* [REQUIREMENT]
What is needed is every line of the data that includes the word "face". Please copy each one.

* [EXCERPTED DATA]
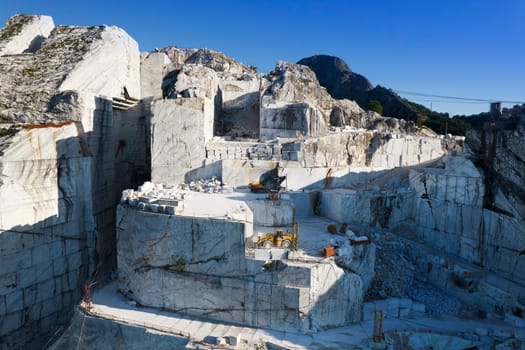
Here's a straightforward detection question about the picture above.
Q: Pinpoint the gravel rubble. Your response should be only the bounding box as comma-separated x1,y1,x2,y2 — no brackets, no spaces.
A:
366,235,464,316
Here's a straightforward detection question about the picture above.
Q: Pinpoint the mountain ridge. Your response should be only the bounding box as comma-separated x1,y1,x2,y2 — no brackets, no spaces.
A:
298,54,471,135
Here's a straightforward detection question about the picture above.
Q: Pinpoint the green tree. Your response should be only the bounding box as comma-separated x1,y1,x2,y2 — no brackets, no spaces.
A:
416,113,428,127
368,100,383,114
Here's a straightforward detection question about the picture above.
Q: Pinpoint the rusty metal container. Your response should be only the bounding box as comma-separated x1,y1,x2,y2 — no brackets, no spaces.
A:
324,246,335,258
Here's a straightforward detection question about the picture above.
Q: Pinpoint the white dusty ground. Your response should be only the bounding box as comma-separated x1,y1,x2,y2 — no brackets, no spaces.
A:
84,282,519,350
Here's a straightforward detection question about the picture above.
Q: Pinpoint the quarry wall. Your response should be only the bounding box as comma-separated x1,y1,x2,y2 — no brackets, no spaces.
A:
0,14,142,347
318,155,525,314
0,15,54,56
408,156,525,284
116,205,364,332
150,98,214,184
0,124,95,349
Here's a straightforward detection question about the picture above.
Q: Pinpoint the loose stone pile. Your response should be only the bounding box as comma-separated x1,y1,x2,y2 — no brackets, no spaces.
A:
121,181,185,202
120,178,231,214
407,280,463,315
187,177,224,193
120,182,186,214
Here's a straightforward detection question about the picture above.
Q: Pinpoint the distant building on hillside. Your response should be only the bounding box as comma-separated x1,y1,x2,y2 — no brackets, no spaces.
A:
490,102,503,119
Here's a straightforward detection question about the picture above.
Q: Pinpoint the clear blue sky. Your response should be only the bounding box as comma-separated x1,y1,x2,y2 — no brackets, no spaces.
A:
1,0,524,116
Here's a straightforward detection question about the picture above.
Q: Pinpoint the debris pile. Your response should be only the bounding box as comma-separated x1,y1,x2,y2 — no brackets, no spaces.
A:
407,280,463,315
366,234,464,316
120,181,186,214
365,239,415,300
188,177,225,193
121,181,186,202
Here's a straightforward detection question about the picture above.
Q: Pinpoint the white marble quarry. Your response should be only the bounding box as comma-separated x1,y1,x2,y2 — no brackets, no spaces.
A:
59,26,140,99
0,15,54,55
220,76,261,105
221,159,282,187
0,14,134,343
335,241,376,291
156,46,198,66
259,61,364,141
0,124,96,348
2,11,524,349
117,206,249,278
52,282,524,350
140,51,170,98
297,131,446,168
282,165,385,191
260,101,326,140
363,298,426,320
75,93,118,272
246,198,295,226
285,191,319,216
112,100,151,191
485,128,525,219
120,187,183,215
409,157,500,266
0,18,140,123
319,187,415,230
116,191,367,332
196,131,447,191
48,310,189,349
0,123,81,228
188,177,223,193
150,98,214,184
173,64,220,103
254,248,289,260
218,74,263,138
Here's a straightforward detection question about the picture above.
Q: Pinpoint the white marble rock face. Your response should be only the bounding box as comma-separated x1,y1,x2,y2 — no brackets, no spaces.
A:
150,98,214,184
0,124,81,228
59,26,141,99
116,204,365,332
0,13,143,347
0,15,54,55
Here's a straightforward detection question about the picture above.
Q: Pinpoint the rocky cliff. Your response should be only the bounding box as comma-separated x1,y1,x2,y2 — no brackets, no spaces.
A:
298,55,417,120
0,14,54,55
0,14,139,124
467,110,525,219
260,61,362,140
0,122,95,349
299,54,470,135
0,14,140,348
297,55,373,102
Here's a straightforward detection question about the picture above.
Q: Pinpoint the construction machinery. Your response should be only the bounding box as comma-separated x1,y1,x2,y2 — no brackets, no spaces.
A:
257,223,298,250
249,163,286,193
249,181,267,193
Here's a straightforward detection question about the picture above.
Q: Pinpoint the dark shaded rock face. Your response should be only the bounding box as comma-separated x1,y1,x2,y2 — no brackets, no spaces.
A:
298,55,372,101
298,55,417,121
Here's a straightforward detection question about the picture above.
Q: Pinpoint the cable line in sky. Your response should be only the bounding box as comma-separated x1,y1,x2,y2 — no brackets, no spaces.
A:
394,90,524,104
409,99,489,104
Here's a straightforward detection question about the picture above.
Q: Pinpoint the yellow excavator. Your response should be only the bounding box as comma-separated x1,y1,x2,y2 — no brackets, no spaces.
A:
257,223,298,250
249,163,286,193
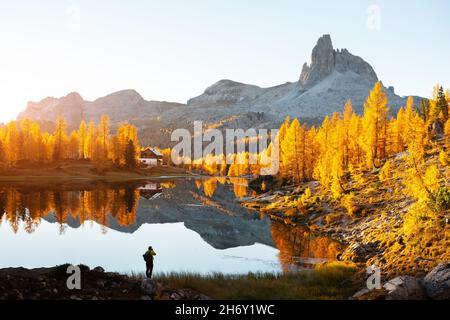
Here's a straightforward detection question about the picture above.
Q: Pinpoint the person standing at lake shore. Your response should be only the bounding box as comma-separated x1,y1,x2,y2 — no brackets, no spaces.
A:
143,246,157,278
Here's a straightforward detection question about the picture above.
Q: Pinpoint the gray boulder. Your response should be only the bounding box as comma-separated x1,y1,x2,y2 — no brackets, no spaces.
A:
141,279,162,296
383,276,426,300
93,266,105,273
423,262,450,300
351,288,370,299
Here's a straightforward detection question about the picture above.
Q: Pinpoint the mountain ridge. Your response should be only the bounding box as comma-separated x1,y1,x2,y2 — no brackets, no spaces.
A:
17,34,421,146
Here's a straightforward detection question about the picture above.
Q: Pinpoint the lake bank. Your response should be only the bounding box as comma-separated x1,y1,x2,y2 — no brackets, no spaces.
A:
2,261,449,300
0,160,193,183
0,262,360,300
0,264,208,300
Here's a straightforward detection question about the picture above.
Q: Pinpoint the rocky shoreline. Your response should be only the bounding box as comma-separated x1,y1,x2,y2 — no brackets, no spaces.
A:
240,178,450,300
0,262,448,300
352,262,450,300
242,172,450,273
0,265,209,301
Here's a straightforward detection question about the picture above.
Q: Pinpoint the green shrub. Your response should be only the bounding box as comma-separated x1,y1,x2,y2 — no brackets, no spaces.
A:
431,187,450,212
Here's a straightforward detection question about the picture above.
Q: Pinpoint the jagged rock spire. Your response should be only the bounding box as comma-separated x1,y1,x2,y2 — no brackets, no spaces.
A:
299,34,378,89
299,35,335,88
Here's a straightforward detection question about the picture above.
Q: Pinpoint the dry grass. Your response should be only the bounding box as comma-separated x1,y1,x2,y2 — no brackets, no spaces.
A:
133,262,359,300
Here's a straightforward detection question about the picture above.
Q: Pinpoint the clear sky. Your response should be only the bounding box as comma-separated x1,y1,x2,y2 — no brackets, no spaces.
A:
0,0,448,122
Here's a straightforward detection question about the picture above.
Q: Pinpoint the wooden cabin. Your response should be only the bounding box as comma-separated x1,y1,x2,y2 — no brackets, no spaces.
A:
139,183,163,200
139,147,163,167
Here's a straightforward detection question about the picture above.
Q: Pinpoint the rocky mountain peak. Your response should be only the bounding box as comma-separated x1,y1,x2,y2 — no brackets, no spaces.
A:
187,80,261,107
59,92,84,106
299,34,335,88
64,92,83,101
299,34,378,88
18,92,84,125
92,89,144,106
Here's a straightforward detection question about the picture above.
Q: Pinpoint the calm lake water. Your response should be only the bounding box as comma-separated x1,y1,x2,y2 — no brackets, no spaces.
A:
0,178,340,275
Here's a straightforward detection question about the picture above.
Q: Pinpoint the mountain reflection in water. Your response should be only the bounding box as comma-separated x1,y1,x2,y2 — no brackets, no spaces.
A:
0,178,339,274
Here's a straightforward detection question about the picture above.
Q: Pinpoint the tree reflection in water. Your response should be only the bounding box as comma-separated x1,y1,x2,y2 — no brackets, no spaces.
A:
0,184,147,234
0,178,254,234
1,179,341,272
194,177,341,271
196,177,256,199
270,221,343,272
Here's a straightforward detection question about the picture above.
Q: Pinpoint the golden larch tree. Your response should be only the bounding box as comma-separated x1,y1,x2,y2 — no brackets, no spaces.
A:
361,82,390,169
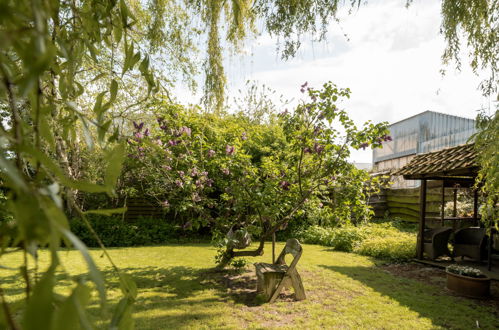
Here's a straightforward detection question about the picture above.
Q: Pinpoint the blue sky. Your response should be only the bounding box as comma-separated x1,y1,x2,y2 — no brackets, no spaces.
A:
175,0,494,163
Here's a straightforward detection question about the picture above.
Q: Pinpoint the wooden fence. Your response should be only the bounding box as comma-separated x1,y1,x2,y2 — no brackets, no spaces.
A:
124,198,164,221
369,181,452,222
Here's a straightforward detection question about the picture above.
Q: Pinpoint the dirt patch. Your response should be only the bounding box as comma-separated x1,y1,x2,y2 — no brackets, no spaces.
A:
380,262,499,311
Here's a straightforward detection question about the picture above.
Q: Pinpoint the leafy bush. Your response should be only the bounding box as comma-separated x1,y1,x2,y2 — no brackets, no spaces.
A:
296,222,416,261
354,235,416,261
70,215,207,247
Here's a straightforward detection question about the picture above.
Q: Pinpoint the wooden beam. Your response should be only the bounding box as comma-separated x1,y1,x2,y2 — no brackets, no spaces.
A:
473,188,479,226
440,181,445,226
417,179,427,259
453,189,457,217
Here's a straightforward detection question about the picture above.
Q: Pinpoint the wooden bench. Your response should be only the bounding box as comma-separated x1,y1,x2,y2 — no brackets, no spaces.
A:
254,238,306,303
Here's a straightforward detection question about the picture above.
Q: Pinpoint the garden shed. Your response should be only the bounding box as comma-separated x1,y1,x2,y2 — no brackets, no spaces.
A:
395,143,497,272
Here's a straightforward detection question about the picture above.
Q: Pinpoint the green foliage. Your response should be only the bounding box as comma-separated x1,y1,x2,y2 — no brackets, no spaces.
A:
474,110,499,230
0,0,162,327
296,222,417,261
70,216,202,247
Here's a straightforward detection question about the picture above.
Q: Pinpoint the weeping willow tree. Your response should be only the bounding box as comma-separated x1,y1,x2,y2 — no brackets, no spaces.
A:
185,0,497,111
0,0,199,328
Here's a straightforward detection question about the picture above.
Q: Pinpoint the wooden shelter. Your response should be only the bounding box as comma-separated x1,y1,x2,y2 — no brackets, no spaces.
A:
395,143,480,260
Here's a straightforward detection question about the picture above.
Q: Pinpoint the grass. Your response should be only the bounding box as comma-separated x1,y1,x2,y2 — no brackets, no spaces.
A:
1,243,498,329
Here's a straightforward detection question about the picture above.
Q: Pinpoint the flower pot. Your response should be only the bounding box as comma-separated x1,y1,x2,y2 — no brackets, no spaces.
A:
446,271,491,298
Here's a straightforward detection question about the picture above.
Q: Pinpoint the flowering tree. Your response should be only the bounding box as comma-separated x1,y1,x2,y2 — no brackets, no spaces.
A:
119,83,389,266
214,82,389,265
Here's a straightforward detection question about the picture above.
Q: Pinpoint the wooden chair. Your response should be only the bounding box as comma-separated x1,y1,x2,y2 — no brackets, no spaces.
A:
254,238,306,303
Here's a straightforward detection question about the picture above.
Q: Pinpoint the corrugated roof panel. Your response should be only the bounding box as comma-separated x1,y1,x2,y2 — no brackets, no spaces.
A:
373,111,476,163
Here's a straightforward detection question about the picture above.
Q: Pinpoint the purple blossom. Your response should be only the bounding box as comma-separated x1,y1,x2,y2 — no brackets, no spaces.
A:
381,134,392,142
144,128,150,137
162,165,172,171
155,139,163,146
205,178,214,187
317,111,325,120
300,82,308,93
279,181,291,191
207,149,216,157
201,171,208,176
278,109,289,117
157,117,164,124
195,179,203,188
190,168,199,177
314,143,324,154
221,168,230,175
160,125,168,131
133,121,144,131
175,179,183,188
134,132,143,139
241,132,247,141
313,126,321,136
178,170,185,177
360,142,369,150
181,126,192,136
168,140,178,146
225,145,235,155
304,147,312,154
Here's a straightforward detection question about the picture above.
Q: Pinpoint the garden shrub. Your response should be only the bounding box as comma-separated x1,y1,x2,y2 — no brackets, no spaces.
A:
70,215,207,247
296,222,416,261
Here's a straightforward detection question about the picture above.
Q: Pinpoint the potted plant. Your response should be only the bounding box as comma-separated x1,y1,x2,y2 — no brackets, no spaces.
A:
446,265,491,298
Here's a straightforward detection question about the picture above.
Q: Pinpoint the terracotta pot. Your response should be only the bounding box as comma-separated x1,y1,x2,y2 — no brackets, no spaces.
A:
446,271,491,298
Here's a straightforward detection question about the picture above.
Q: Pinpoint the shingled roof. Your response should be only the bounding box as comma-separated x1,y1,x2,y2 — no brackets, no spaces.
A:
396,143,478,180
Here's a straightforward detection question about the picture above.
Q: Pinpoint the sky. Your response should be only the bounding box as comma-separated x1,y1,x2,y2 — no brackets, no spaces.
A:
176,0,494,164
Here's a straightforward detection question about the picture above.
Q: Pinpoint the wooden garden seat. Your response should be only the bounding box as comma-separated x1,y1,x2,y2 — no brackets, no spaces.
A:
254,238,306,303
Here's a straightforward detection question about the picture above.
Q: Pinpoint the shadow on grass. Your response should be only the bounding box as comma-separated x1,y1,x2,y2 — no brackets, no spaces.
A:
319,264,499,328
85,265,263,328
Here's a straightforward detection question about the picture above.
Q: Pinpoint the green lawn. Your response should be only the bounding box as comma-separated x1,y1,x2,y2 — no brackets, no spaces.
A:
1,243,498,329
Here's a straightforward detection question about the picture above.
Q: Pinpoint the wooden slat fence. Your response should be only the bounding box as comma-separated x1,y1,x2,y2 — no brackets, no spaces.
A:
369,181,452,222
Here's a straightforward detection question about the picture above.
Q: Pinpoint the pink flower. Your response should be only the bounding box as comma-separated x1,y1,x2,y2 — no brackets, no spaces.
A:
241,132,247,140
221,168,230,175
207,149,216,157
182,126,192,136
161,200,170,208
175,179,183,188
178,171,185,177
134,132,143,139
162,165,172,171
360,142,369,150
225,145,235,155
279,181,291,191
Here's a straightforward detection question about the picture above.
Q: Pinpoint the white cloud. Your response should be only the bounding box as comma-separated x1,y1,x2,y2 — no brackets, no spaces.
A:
172,0,492,163
222,0,491,163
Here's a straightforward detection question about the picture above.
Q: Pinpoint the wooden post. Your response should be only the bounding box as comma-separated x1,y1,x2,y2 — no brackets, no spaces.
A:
417,179,427,259
272,232,276,263
452,188,457,217
440,180,445,226
473,188,479,226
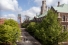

* [WRITTEN ANSWER]
Q: Pinpoint the white marble rock face. Your response should be only the bounding box as comma-separated x1,y1,x2,y2 — no brackets, no spaces.
Q: Pinpoint the dark shaded rock face. Your response should be only the bounding box as comma-separated x1,y1,x2,y2 — no brackets, no spaces.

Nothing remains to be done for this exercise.